## What the task asks
Among the records below, find each line that includes the string "wing" and copy it.

## Study material

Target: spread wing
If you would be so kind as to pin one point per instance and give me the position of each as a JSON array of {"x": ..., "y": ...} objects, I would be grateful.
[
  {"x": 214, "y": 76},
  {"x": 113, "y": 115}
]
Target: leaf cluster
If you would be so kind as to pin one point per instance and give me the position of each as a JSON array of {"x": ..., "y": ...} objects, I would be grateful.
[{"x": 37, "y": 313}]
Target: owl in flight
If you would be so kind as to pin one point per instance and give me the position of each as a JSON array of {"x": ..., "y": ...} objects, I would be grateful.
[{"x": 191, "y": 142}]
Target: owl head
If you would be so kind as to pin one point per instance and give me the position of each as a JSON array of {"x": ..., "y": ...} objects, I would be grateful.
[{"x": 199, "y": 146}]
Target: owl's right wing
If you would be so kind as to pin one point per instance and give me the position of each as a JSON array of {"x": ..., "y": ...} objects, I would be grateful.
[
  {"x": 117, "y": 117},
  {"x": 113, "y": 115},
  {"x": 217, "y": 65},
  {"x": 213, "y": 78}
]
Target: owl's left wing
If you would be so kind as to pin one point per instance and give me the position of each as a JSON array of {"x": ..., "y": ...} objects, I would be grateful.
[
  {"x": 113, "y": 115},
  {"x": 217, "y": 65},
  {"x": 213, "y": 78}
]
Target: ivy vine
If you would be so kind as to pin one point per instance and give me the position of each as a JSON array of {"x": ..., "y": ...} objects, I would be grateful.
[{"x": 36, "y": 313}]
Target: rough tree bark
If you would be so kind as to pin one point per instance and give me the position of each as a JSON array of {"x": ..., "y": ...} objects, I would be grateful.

## Result for this exercise
Target: spread wing
Target: owl's right wing
Target: owl's left wing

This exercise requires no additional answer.